* _ФРАГМЕНТ СТРАНИЦЫ_:
☆ ☆ ☆ ☆ ☆ ☆ ☆

Учеба моя в институте требовала массу времени, а я писал стихи и не успевал заниматься, нужно было решаться на что-то, и я отважился показать свои сочинения настоящему поэту, которого знал и любил.

Почему я выбрал Исаковского? Почему не пошел к Твардовскому или Симонову?

Некоторым моим старшим собратьям по перу, которые уже на войне были писателями и служили во фронтовых и армейских газетах, представляется, что и вся армия так же читала периодику, как они. А я, например, читал только одну нашу дивизионную газетку и ни разу никакую другую. В этой газете я прочел две главы "Теркина". Стихи Симонова из книги "С тобой и без тебя" дал мне мой друг Володька Ратковский, он их списал у кого-то, лежа в госпитале. И еще я, конечно, знал и пел сам песни Исаковского - и прежние, и одну из главных песен войны - "Огонек". Я знал, что его стихи - песни поистине народны, и знал это на практике.

Но я не знал и слыхом не слыхал, что именно Исаковский занят огромной работой по переписке с начинающими, равной по объему, думаю, только такой же работе А. М. Горького. Причем Михаил Васильевич делал это не по должности, а по человеческой отзывчивости и доброте, по обязательности своего характера, читал горы рукописей в ущерб собственной работе и все ухудшающемуся зрению. Один из наиболее почитаемых всенародно и государственно поэтов, он аккуратно отвечал своим никому не известным корреспондентам.

И, совершенно не зная всего этого, я каким-то чудом, чутьем выбрал именно Исаковского. Оправдываю себя даже не тем, что был извинительно молод, а самим временем, когда всех еще объединяла удача - мы уцелели в страшной войне, - и это как бы предполагало большую близость и внимательность друг к другу.

☆ ☆ ☆ ☆ ☆ ☆ ☆

* _ИСХОДНЫЕ МАТЕРИАЛЫ_:
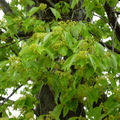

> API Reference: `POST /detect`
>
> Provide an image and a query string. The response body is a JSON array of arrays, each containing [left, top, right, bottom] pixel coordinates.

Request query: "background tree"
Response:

☆ ☆ ☆ ☆ ☆ ☆ ☆

* _ЗАДАНИЯ К УПРАЖНЕНИЮ_:
[A] Перепишите целиком отрывок об Исаковском, не меняя ни слова.
[B] Повторите слово в слово все записи, но картинки в ответ не включайте.

* _ГОТОВЫЕ РЕШЕНИЯ_:
[A]
Учеба моя в институте требовала массу времени, а я писал стихи и не успевал заниматься, нужно было решаться на что-то, и я отважился показать свои сочинения настоящему поэту, которого знал и любил.

Почему я выбрал Исаковского? Почему не пошел к Твардовскому или Симонову?

Некоторым моим старшим собратьям по перу, которые уже на войне были писателями и служили во фронтовых и армейских газетах, представляется, что и вся армия так же читала периодику, как они. А я, например, читал только одну нашу дивизионную газетку и ни разу никакую другую. В этой газете я прочел две главы "Теркина". Стихи Симонова из книги "С тобой и без тебя" дал мне мой друг Володька Ратковский, он их списал у кого-то, лежа в госпитале. И еще я, конечно, знал и пел сам песни Исаковского - и прежние, и одну из главных песен войны - "Огонек". Я знал, что его стихи - песни поистине народны, и знал это на практике.

Но я не знал и слыхом не слыхал, что именно Исаковский занят огромной работой по переписке с начинающими, равной по объему, думаю, только такой же работе А. М. Горького. Причем Михаил Васильевич делал это не по должности, а по человеческой отзывчивости и доброте, по обязательности своего характера, читал горы рукописей в ущерб собственной работе и все ухудшающемуся зрению. Один из наиболее почитаемых всенародно и государственно поэтов, он аккуратно отвечал своим никому не известным корреспондентам.

И, совершенно не зная всего этого, я каким-то чудом, чутьем выбрал именно Исаковского. Оправдываю себя даже не тем, что был извинительно молод, а самим временем, когда всех еще объединяла удача - мы уцелели в страшной войне, - и это как бы предполагало большую близость и внимательность друг к другу.

[B]
> API Reference: `POST /detect`
>
> Provide an image and a query string. The response body is a JSON array of arrays, each containing [left, top, right, bottom] pixel coordinates.

Request query: "background tree"
Response:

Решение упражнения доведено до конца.